#### Exercise details
Copy out the data below verbatim.

=== The data ===

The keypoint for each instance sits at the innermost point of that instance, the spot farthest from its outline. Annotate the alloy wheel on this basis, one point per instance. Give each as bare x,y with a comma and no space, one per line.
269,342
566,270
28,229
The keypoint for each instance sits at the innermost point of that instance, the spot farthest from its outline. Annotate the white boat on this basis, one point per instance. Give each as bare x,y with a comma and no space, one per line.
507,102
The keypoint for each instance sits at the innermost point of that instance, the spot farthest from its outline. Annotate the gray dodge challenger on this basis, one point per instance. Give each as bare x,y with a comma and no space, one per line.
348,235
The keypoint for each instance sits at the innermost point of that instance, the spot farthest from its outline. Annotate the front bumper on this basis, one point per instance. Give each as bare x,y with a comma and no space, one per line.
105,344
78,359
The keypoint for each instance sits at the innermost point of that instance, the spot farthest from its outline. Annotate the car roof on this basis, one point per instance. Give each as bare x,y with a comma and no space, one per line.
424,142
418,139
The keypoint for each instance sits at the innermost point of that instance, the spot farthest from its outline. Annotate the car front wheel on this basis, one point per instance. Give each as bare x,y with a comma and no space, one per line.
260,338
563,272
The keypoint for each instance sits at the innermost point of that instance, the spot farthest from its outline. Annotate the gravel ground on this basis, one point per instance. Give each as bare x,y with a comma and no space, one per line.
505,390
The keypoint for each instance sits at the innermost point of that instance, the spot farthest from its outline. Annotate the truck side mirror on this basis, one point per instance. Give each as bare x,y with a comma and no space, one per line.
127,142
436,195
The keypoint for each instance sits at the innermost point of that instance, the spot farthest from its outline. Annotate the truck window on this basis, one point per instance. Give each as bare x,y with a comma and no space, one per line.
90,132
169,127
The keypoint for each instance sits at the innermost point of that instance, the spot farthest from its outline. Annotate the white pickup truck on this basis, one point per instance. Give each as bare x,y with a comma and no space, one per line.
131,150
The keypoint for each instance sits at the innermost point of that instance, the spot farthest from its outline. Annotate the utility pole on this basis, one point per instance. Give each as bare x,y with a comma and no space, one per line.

===

#### Written response
The keypoint for each instance sits at the innermost point of that instance, the spot farthest from its outline. Annotate the alloy wheel on this basis, one point per instance. Give each as bare x,y with a comma and no space, one per line.
269,342
566,270
28,229
The keypoint for each instance sits at the innermost point of that instance, the spot farthest from its outline. Annotate the white boat on this basis, one point per instance. Give each as bare x,y with a comma and no space, one per line.
507,102
The keypoint for each instance sits at the innermost point of that instance, the spot farthest from its outline. Annotate the gray dodge challenger on this basis, one point per instance. Give each as bare x,y with a comma and no space, one per line.
348,235
The keypoint for each instance sits at the innermost point of that instance, the spot farthest from its outline. Annotate the front bumper on this basis, one point per instance. Give each as bare x,y with a comma and no space, one per line.
105,344
78,359
The keypoint for each instance sits at the innermost point of that instance, the spot farthest from its outline. Annotate the car roof on this basis, one point per instance. Give each as bare x,y with a comma and no space, one per line.
424,142
418,139
The keypoint for each instance sits at the innermost point of that instance, the spot farthest from its outline. Annotate the car front wheel on this basis, one point per instance. Give each as bare x,y with a comma and no space, one per line.
260,338
563,272
The keypoint for each instance sits at the innermost point of that instance, the spot farthest from its outline. Annotate the gravel ground on this basis, one point per instance. Give each as bare x,y with a comma and no space, one per line.
505,390
The keypoint for each instance sits at the innermost point of that instance, the spot farthest from its outline. Annotate the truck side mirror on this basis, one point per instance. Give each as bare x,y with a comma and no space, one per line.
127,142
436,195
The keypoint for each instance sits at the innermost point of that instance, the spot farthest from its outline. Annotate the truck window on this basis, one point per instance. Give each as bare x,y with a comma and no space, one per line.
90,132
169,127
The keypoint for each instance sits at the innermost point of that instance, the spot farthest from its outline. Annotate the white pickup truck on this basis, one point per instance. Give each as bare x,y with a comma and no space, one per line.
131,150
The keypoint for each instance sits at the innermost point of that instance, the spot farthest from its outline. Annotate the utility pole on this basis, one point per instance. Give each as bare x,y with a comma and no space, one per line.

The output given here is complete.